◆ INSTRUCCIÓN: Reescribe todas las líneas que van desde la que contiene "formatted like [14,101]." hasta el final de los datos, ambas incluidas y sin omitir ninguna. Ajusta únicamente las coordenadas de los puntos marcados, sumando 18 a cada una.

========

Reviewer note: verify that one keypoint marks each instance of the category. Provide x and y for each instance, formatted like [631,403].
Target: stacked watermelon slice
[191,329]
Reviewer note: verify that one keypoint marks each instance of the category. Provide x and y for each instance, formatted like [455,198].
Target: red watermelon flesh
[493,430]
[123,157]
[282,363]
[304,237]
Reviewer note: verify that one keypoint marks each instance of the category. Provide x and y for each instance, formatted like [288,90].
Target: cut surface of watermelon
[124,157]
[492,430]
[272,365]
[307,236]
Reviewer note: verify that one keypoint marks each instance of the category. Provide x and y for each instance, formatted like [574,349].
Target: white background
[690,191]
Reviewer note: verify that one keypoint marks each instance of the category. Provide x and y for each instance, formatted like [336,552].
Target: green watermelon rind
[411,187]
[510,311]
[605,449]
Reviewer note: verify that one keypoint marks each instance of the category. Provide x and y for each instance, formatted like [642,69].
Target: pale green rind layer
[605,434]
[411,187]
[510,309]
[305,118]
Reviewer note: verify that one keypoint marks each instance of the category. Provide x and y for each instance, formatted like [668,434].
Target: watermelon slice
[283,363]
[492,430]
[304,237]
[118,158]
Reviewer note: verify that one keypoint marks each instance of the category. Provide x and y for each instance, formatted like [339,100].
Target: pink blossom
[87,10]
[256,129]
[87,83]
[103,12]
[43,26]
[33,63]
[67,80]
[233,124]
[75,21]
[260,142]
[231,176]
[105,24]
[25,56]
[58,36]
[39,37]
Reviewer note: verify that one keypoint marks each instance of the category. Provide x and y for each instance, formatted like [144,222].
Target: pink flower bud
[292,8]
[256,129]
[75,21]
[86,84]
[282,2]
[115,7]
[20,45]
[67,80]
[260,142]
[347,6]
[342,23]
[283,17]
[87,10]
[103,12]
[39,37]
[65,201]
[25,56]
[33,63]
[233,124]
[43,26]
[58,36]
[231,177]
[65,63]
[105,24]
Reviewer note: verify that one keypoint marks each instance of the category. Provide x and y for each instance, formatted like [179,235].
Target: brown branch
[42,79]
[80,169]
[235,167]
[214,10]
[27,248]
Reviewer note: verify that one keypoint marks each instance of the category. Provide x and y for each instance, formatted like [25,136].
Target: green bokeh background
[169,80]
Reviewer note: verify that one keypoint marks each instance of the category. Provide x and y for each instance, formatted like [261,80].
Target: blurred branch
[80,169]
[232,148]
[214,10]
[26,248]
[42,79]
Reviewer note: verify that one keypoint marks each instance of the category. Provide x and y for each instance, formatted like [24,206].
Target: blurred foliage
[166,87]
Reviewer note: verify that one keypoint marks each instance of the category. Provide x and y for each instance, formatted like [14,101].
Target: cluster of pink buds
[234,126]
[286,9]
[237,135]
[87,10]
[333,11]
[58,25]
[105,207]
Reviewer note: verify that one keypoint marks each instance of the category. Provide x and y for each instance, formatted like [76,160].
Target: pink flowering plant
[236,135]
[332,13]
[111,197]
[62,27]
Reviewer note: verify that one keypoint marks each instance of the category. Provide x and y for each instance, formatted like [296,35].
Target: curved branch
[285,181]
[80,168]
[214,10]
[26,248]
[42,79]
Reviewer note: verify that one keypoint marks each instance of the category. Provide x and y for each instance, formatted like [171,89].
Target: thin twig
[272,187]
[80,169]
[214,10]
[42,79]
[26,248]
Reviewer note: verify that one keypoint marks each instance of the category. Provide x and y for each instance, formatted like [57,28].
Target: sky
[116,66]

========

◆ RESULTADO DE LA TAREA:
Reviewer note: verify that one keypoint marks each instance of the category. Provide x and y for each instance, formatted like [14,101].
Target: cluster of pink buds
[252,144]
[304,27]
[255,153]
[105,28]
[351,29]
[76,43]
[123,225]
Reviewer note: verify that one keypoint marks each instance of the category. Provide x and y for each instance, formatted like [76,160].
Target: pink flowering plant
[254,153]
[350,31]
[129,215]
[80,45]
Reviewer note: verify that one keypoint marks each instance of the category. Provide x and y for each instance, formatted like [296,35].
Target: curved branch
[303,199]
[98,186]
[232,28]
[44,266]
[60,97]
Reviewer note: verify that one keypoint marks each instance of the category. Provide x and y for each instance, formatted like [171,89].
Target: thin twig
[290,205]
[98,187]
[232,28]
[60,97]
[44,266]
Reviewer note: verify that one keypoint marks each instance of the category. Provide x and y for each instance, formatted like [57,28].
Target: sky
[134,84]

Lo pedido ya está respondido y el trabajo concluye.